**What you should do:** Rescale the material from the line containing "drop a point: the bird's head" through the final line, both ends included. Write out every one of those lines again, requests included, multiplying each coordinate in the answers by 1.6 and rounding to whole numbers, halves up.
Start of Exercise input
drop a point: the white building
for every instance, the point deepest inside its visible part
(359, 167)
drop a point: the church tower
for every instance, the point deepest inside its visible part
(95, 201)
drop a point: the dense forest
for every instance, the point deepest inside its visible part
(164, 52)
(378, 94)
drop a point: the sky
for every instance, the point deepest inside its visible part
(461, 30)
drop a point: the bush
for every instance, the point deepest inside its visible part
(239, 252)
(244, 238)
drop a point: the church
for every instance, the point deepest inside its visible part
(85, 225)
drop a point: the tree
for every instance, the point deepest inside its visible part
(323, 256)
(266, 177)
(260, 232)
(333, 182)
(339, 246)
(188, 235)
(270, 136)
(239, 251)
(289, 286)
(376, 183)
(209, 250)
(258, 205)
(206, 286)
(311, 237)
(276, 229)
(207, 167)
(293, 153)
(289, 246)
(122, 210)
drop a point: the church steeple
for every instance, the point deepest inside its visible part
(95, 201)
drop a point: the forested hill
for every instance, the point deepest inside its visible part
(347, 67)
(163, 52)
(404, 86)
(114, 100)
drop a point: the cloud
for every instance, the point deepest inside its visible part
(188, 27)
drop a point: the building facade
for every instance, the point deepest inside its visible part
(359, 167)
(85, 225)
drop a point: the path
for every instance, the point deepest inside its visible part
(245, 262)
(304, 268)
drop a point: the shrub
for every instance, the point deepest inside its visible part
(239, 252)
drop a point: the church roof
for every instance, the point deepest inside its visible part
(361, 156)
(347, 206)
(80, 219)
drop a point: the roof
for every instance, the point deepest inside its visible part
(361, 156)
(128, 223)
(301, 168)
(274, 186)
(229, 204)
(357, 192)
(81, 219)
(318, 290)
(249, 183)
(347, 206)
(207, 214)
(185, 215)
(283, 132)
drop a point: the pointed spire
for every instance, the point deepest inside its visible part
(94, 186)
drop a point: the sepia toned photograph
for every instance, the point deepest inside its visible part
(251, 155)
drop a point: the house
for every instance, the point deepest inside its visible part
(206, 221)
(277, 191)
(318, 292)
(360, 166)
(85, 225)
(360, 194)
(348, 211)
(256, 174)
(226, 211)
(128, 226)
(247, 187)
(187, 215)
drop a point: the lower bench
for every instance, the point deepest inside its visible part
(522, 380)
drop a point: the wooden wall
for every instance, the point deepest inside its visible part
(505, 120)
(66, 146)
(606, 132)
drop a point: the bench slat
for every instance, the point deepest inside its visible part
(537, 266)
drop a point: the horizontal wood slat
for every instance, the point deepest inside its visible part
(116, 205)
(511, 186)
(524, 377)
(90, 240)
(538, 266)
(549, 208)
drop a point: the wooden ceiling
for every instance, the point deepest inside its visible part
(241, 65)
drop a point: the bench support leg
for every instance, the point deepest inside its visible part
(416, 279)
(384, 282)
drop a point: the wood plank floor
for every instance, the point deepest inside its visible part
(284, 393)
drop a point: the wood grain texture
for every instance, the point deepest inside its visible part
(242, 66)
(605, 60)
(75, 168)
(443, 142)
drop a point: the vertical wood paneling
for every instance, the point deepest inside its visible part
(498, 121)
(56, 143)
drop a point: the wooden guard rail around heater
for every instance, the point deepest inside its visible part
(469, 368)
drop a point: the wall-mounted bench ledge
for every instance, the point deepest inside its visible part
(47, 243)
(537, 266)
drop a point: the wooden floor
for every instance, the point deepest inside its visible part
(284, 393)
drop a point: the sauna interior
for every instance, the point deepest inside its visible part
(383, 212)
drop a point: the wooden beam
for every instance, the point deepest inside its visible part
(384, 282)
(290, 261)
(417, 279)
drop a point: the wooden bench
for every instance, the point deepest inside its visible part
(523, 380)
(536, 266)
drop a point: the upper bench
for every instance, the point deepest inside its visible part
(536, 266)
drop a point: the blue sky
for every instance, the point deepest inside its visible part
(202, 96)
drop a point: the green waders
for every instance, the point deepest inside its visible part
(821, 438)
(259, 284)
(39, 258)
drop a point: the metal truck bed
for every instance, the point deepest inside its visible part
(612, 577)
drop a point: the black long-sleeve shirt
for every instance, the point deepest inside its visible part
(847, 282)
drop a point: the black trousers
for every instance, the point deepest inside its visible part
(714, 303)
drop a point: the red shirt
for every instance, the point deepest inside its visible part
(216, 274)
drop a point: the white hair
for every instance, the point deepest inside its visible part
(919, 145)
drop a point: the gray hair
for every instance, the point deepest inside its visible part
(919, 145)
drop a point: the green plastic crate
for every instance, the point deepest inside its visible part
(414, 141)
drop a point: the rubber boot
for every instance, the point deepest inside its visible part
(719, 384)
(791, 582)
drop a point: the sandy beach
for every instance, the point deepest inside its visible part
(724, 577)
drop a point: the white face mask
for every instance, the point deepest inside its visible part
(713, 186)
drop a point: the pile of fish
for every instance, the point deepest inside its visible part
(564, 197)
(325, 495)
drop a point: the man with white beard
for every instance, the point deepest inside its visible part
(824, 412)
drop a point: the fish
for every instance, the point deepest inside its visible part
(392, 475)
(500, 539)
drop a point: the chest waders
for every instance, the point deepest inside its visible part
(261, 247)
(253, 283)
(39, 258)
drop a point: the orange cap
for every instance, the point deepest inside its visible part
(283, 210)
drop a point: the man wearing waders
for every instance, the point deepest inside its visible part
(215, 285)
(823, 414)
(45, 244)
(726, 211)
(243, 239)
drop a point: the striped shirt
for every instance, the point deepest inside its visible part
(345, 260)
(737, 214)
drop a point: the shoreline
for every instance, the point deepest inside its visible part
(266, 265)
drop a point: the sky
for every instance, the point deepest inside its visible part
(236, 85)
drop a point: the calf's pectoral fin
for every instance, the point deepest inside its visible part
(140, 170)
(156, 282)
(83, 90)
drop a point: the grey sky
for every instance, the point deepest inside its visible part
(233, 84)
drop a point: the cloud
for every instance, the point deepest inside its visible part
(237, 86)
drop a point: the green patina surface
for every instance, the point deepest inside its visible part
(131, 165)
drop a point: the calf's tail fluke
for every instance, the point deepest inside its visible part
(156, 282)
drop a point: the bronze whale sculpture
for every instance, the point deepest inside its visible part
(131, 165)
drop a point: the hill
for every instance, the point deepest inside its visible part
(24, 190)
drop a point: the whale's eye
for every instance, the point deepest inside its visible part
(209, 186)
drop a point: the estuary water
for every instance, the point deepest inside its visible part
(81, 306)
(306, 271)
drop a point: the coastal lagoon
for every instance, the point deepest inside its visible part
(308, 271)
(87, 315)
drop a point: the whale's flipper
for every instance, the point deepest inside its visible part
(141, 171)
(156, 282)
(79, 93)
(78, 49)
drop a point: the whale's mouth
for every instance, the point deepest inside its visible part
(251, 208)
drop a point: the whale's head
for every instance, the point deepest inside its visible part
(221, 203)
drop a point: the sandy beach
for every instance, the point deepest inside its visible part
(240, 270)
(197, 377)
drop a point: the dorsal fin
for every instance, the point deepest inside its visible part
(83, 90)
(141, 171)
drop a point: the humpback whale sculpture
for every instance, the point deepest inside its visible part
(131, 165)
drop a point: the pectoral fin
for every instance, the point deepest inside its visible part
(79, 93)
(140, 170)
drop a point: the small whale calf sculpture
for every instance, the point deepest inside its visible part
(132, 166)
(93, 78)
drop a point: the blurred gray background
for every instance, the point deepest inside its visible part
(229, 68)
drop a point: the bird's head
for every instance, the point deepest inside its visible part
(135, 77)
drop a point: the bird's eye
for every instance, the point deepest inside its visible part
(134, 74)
End of Exercise input
**Correct response:**
drop a point: the bird's head
for every instance, the point deepest inside its visible part
(216, 123)
drop a point: the bird's eye
for every instance, the point deepest inside its visible part
(214, 118)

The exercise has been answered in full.